Text section |
----------
Simultaneously, Hollywood, in its big-budget, Oscar-winning ¨A¨¨pictures, increasingly relied on widescreen, technicolor spectacles like Bridge On The River Kwai, Around The World in 80 Days, West Side Story, and Ben-Hur in order to lure viewers away from their square, black and white screens and go see something that just needed to be witnessed on the big-screen in elaborate movie palaces. This would lead to bloat in the subsequent decade, even with such major hits as Doctor Zhivago and The Sound and the Music, and this subsequent burnout on the overly extravagant artifice of Hollywood epics would help give birth to smaller, innovative films like The Graduate and Bonnie & Clyde.
How TV and Cinema Learned to Co-Exist
By the ´60s, even as the movie industry underwent a painful transition between the demise of the Old Hollywood and the sudden development of the New Hollywood, television and film largely began to exist in peace, two entertainment forms which served different but related purposes. Meanwhile, the two mediums would feed off each other, providing a friendly rivalry which further delighted and engaged viewers.
----------
Tasks |
• a. Reproduce verbatim the portion of the passage on Hollywood and television between "Simultaneously, Hollywood, in" and "Bonnie & Clyde.", inclusive.
• b. Extend the passage on how television and cinema came to coexist, picking up after its final sentence.

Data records
----------
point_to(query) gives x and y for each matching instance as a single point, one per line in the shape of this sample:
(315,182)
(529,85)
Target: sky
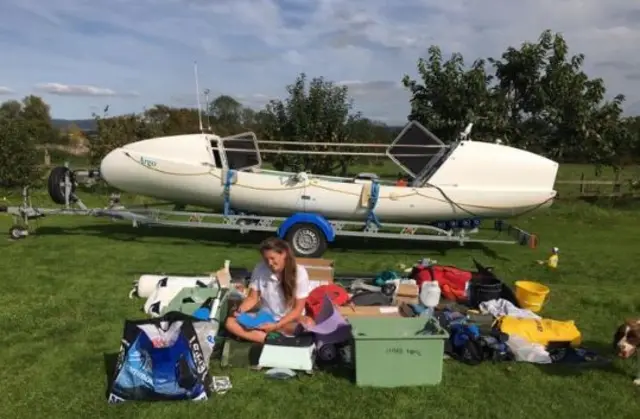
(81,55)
----------
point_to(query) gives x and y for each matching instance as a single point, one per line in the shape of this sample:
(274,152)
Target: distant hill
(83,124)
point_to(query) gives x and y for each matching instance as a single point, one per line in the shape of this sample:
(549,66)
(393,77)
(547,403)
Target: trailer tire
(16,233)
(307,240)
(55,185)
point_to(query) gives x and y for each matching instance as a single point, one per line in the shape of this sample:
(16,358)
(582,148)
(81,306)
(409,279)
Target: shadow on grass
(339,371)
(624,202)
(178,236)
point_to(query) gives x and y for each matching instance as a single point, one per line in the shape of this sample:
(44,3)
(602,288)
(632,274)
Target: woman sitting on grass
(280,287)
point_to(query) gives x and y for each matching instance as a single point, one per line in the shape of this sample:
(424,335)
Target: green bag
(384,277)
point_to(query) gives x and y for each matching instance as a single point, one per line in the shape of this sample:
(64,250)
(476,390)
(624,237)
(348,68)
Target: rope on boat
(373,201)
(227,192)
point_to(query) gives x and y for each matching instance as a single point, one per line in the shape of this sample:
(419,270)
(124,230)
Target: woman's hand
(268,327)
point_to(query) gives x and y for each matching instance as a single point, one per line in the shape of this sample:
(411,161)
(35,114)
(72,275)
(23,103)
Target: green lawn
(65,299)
----------
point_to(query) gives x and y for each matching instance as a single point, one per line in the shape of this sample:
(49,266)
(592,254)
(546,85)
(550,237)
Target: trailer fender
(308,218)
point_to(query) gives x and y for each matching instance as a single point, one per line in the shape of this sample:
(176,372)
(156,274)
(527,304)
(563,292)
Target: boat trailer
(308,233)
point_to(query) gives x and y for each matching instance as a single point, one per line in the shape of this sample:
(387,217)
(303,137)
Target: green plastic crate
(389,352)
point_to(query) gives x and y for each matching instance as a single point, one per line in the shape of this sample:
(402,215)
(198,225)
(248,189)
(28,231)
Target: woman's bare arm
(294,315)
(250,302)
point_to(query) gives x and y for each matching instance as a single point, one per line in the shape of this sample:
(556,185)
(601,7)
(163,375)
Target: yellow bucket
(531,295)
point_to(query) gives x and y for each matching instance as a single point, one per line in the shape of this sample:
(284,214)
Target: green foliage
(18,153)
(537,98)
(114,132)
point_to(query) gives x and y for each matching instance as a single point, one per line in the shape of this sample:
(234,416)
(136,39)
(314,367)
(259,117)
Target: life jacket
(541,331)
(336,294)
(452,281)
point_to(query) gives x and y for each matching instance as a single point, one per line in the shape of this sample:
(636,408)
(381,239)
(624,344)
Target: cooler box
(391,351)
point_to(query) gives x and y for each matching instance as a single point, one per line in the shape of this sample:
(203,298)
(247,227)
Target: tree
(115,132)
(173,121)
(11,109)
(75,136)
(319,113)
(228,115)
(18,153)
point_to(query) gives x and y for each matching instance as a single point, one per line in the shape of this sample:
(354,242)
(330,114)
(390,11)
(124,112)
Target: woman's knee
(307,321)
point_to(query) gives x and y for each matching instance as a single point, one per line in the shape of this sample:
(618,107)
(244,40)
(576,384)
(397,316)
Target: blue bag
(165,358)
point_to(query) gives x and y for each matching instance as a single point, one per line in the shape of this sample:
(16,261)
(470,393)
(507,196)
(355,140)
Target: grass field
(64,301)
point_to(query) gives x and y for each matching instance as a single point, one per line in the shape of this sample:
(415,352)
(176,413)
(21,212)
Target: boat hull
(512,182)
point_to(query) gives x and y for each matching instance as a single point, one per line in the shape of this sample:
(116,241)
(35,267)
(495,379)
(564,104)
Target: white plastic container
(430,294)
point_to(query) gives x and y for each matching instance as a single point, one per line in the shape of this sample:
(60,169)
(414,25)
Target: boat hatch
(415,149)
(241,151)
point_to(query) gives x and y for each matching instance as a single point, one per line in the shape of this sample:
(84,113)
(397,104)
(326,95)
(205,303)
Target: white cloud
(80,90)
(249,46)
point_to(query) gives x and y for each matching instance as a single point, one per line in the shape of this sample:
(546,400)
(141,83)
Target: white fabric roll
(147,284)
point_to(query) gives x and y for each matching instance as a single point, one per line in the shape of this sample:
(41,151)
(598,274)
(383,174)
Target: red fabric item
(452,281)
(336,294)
----------
Answers to the problems |
• a.
Simultaneously, Hollywood, in its big-budget, Oscar-winning ¨A¨¨pictures, increasingly relied on widescreen, technicolor spectacles like Bridge On The River Kwai, Around The World in 80 Days, West Side Story, and Ben-Hur in order to lure viewers away from their square, black and white screens and go see something that just needed to be witnessed on the big-screen in elaborate movie palaces. This would lead to bloat in the subsequent decade, even with such major hits as Doctor Zhivago and The Sound and the Music, and this subsequent burnout on the overly extravagant artifice of Hollywood epics would help give birth to smaller, innovative films like The Graduate and Bonnie & Clyde.

• b.
The innovative marriage of rock music and film found in the classic Beatles romp A Hard Day´s Night (1964) would soon give way to the pre-fab delights of TV´s The Monkees, which indirectly would eventually lead to the rise of MTV a generation later. Lifted from the comics but adapted to the small screen in a campy, gaudy, go-go ´60s fashion was the Batman series, which right in the middle of its brief but iconic run led to the 1966 theatrical release of a film adaptation. The Star Trek series, ahead of its time and over the heads of baffled TV execs, only lasted three seasons, but eventually would spawn a long-running film series starting in 1979, and multiple series ¨reboots.¨
The 1970s saw cinematic events which simply could not be replicated on television sets, from The Godfather and Apocalypse Now, to The Exorcist and Chinatown, to Jaws and Star Wars, the latter of which is the predecessor to Endgame, Avatar, and all of its popcorn ëvent¨ movie ilk. Yet, simultaneously, the number of iconic TV series (many of which would spawn film versions) was legion, among them Charlie´s Angels, MASH (based on Altman´s 1970 film), Colombo, All In The Family, Good Times, Saturday Night Live (which still continues today and led to a number of lucrative film careers), and The Rockford Files. Clearly, the two mediums were thriving both separately and together.
Cinema and Its Unclear Future in the Age of COVID
Despite all this, the 21st Century is obviously a different animal, with its abundance of consumer-driven technology that has changed the way we watch popular media to an extent far beyond that of television in the 1950s. As cinemas remain closed indefinitely and much-sought after releases become delayed until 2021, the state of the cinema-going pastime seems more in danger than ever before.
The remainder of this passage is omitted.